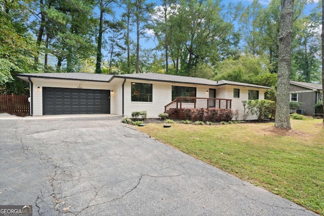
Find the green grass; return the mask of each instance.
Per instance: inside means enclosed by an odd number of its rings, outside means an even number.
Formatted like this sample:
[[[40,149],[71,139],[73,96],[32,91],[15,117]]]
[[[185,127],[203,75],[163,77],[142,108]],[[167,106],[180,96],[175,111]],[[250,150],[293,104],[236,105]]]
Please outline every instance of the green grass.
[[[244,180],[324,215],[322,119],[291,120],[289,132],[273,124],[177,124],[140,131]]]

┄┄┄┄┄┄┄┄┄┄

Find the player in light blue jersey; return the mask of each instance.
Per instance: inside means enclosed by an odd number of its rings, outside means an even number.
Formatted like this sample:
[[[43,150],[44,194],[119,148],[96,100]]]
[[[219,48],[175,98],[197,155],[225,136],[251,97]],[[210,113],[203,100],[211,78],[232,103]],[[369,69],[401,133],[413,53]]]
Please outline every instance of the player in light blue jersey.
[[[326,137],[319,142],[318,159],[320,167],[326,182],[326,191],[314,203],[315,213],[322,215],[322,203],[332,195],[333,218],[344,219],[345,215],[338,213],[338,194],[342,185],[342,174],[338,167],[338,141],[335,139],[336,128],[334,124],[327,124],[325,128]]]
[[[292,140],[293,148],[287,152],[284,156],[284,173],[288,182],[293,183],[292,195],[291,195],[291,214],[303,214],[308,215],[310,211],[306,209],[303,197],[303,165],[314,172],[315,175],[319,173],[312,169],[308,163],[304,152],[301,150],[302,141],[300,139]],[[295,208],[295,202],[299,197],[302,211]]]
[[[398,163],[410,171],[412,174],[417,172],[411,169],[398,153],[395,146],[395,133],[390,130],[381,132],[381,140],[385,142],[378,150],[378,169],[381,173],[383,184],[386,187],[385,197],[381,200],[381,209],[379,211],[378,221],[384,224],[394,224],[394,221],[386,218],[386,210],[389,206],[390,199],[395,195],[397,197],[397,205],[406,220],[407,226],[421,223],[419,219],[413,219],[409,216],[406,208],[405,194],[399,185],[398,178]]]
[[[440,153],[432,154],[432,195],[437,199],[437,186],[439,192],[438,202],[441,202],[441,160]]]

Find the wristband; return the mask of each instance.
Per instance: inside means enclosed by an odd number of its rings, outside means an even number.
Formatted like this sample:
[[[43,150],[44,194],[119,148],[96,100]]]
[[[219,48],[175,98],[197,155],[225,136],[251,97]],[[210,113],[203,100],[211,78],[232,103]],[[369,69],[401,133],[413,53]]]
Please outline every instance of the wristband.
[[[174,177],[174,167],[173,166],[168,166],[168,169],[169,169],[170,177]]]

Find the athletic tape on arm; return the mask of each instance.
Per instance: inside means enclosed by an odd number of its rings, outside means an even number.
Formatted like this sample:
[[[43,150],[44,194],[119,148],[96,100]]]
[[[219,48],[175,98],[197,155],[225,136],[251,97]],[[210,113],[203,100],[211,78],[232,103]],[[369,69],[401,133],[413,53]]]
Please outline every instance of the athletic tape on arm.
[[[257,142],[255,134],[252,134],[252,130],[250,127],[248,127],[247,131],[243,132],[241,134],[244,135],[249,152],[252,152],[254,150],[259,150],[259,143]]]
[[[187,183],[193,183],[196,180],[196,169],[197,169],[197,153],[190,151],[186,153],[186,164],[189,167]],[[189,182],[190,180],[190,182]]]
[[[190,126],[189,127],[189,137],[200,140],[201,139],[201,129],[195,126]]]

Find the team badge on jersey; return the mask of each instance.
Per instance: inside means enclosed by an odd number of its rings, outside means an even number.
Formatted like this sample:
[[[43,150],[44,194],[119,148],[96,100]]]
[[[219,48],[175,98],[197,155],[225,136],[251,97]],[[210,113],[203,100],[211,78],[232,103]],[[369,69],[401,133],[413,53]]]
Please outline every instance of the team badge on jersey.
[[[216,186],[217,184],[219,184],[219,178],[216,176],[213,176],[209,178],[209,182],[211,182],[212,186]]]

┄┄┄┄┄┄┄┄┄┄

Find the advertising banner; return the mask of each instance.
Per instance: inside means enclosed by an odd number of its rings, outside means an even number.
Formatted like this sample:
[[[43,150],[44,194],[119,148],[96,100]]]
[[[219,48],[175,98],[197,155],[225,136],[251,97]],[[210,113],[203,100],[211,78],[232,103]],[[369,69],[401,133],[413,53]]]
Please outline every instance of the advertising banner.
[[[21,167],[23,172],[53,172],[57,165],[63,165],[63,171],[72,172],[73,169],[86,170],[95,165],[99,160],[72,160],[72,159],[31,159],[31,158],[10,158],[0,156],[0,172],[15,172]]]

┄┄┄┄┄┄┄┄┄┄

Exercise objective: Switch "mask" to "polygon" in the lines from the one with "Find the green" up to and including the one with "Please outline every instance of the green", and give those lines back with nothing else changed.

Worked answer:
Find the green grass; return the polygon of each instance.
Per instance: inside means enclosed by an odd number of its rings, outside means an even number.
Formatted like this sample:
[[[40,149],[71,139],[73,96],[32,91],[15,117]]]
[[[185,127],[203,75],[163,77],[142,108]],[[167,106],[180,96],[175,111]],[[250,150],[293,104],[236,105]]]
Please outline every instance of the green grass.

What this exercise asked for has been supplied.